▶ _Exercise_
Reproduce every entry exactly, without alteration.

▶ _Given records_
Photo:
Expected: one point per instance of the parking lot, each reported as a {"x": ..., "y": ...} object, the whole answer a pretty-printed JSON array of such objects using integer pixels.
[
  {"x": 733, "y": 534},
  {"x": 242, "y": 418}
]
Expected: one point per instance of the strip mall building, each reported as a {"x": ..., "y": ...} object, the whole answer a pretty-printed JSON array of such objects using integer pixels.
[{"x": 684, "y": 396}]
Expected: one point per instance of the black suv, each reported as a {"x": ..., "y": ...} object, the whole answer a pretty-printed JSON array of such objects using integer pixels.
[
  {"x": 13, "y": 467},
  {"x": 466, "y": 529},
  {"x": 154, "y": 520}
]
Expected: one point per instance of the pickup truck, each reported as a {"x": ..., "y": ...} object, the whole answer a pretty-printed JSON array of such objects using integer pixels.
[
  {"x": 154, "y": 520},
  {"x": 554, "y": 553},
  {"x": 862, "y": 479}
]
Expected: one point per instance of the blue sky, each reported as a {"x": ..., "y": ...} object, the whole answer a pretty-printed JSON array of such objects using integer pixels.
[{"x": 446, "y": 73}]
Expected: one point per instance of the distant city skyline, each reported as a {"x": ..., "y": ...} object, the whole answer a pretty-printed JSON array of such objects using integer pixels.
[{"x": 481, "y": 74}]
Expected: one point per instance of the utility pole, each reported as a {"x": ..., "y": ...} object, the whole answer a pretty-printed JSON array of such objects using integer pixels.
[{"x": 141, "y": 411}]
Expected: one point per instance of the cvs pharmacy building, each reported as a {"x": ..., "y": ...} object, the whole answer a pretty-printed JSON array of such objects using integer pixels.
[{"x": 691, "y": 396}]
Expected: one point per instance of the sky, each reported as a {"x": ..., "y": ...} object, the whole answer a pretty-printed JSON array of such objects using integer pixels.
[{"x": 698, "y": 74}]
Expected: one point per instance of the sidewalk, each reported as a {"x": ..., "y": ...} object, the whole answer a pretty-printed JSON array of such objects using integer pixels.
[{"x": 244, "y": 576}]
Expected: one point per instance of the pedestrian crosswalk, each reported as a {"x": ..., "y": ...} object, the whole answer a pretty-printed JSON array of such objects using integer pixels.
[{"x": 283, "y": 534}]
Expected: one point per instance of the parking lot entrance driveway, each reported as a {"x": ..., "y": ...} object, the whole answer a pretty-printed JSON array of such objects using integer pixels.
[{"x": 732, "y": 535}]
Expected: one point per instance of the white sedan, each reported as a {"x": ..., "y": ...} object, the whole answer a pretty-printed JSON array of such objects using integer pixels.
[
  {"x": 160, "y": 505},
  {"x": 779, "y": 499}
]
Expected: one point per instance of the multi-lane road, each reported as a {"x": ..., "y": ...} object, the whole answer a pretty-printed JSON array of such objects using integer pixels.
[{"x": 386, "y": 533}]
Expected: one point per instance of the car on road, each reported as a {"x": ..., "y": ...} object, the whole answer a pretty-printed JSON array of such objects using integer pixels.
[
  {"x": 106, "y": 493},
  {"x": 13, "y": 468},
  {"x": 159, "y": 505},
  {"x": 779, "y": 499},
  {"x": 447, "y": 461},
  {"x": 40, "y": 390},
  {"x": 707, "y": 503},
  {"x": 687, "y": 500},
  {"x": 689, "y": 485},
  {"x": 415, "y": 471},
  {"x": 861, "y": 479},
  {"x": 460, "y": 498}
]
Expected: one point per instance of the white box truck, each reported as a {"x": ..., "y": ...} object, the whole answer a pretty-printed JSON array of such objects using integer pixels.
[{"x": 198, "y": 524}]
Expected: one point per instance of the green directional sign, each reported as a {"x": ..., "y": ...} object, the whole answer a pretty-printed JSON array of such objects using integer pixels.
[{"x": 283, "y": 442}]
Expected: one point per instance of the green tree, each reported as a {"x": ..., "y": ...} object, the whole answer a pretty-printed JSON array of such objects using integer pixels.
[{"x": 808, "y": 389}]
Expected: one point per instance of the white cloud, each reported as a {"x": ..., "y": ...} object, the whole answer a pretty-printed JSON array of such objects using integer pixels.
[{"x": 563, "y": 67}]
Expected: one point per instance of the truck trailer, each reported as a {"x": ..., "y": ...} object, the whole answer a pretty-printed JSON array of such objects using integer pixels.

▶ _Expected output_
Photo:
Expected: one point per instance of the parking lot, each reported as a {"x": ..., "y": ...} object, the whole answer a pretty-printed JSON array of such objects using integer pixels.
[
  {"x": 733, "y": 534},
  {"x": 242, "y": 418}
]
Expected: one point per instance of the strip mall building, each reported as a {"x": ..., "y": ...} object, the whole answer a pretty-printed JSON array of such objects using integer pixels.
[{"x": 684, "y": 396}]
Expected: one point per instance of the black suv, each reported as a {"x": ..., "y": ...} object, the whole answer a pretty-printed JSON array of such objects using integer pixels.
[
  {"x": 13, "y": 467},
  {"x": 466, "y": 529},
  {"x": 154, "y": 520}
]
Expected: one point per instance of the pickup truck, each reported as a {"x": ..., "y": ...} object, the whole answer a pretty-printed JSON array of such objects using integer pixels.
[
  {"x": 154, "y": 520},
  {"x": 554, "y": 553},
  {"x": 862, "y": 479}
]
Expected: one point per instance of the blue sky, each reported as a {"x": ..., "y": ...} object, the whole answer a pretty-printed JSON array of such objects using integer pixels.
[{"x": 446, "y": 73}]
Expected: one point per instance of the distant city skyline, each reported as a {"x": ..., "y": ...} object, the whole answer a pretty-printed JSON array of such objects using integer pixels.
[{"x": 481, "y": 74}]
Expected: one point per instance of the utility pole, each reported as a {"x": ..., "y": ...} object, the whole answer a pretty-printed JSON array of such objects using integer pixels.
[{"x": 141, "y": 411}]
Expected: one point per instance of the cvs pharmacy building, each reported as a {"x": ..., "y": ...} object, the whole answer a pretty-printed JSON array of such objects using integer pixels.
[{"x": 691, "y": 396}]
Expected: one point per instance of the sky, each reported as a {"x": ..., "y": ...} object, the whole answer a pretty-printed JSON array of such objects using integer pixels.
[{"x": 698, "y": 74}]
Expected: one point per instance of the sidewalk, each reported as a {"x": ..., "y": ...} object, the whole answer a pretty-printed JSON array of such objects using integer pixels.
[{"x": 244, "y": 576}]
Expected: one point per instance of the pedestrian crosswalk, each reported as a {"x": ..., "y": ...} object, the whole answer a pretty-printed JSON array of such objects using integer pixels.
[{"x": 283, "y": 534}]
Expected: one point per instance of the parking lot entrance driveway, each reported as a {"x": ..., "y": ...} object, the whole answer a pretty-printed JSON array of such objects using integer pixels.
[{"x": 732, "y": 535}]
Expected: one point per instance of the white sedan, each reported as a {"x": ..., "y": ...} object, the whole answer a pretty-printed JSON array of such objects using integer pixels.
[
  {"x": 160, "y": 505},
  {"x": 779, "y": 499}
]
Expected: one point per instance of the multi-lane road, each reported as a {"x": ..., "y": ...} object, the whole answer a pretty-printed JSON array of such objects using integer pixels.
[{"x": 386, "y": 533}]
Expected: one point per instance of the car on road, each reported as a {"x": ..., "y": ...} object, the whole answer a pretty-printed JSON array of such objects using integer pixels.
[
  {"x": 106, "y": 493},
  {"x": 13, "y": 468},
  {"x": 159, "y": 505},
  {"x": 779, "y": 499},
  {"x": 447, "y": 461},
  {"x": 40, "y": 390},
  {"x": 707, "y": 503},
  {"x": 687, "y": 500},
  {"x": 689, "y": 485},
  {"x": 415, "y": 471},
  {"x": 861, "y": 479},
  {"x": 460, "y": 498}
]
Expected: one point per instance of the white box truck, each reported as a {"x": ..., "y": ...} object, the whole answer a pretty-printed JSON array of such objects using integer pixels.
[{"x": 198, "y": 524}]
Expected: one point per instance of the green directional sign, each reported as a {"x": ..., "y": ...} object, the whole answer a pretty-printed JSON array of such objects using integer pixels.
[{"x": 283, "y": 442}]
Expected: one point per instance of the green tree, each reported as a {"x": ..., "y": ...} object, the whole answer a pretty-printed JSON array of such objects using integer pixels.
[{"x": 808, "y": 389}]
Expected: one point per instance of the white cloud, each reported as a {"x": ..., "y": ...} object, the whole answer a pretty-printed JSON array of such objects using integer pixels.
[{"x": 563, "y": 67}]
Expected: one point per instance of the truck trailer, each reported as a {"x": ..., "y": ...} object, the whole answer a pretty-printed JSON array of such objects using integer pixels.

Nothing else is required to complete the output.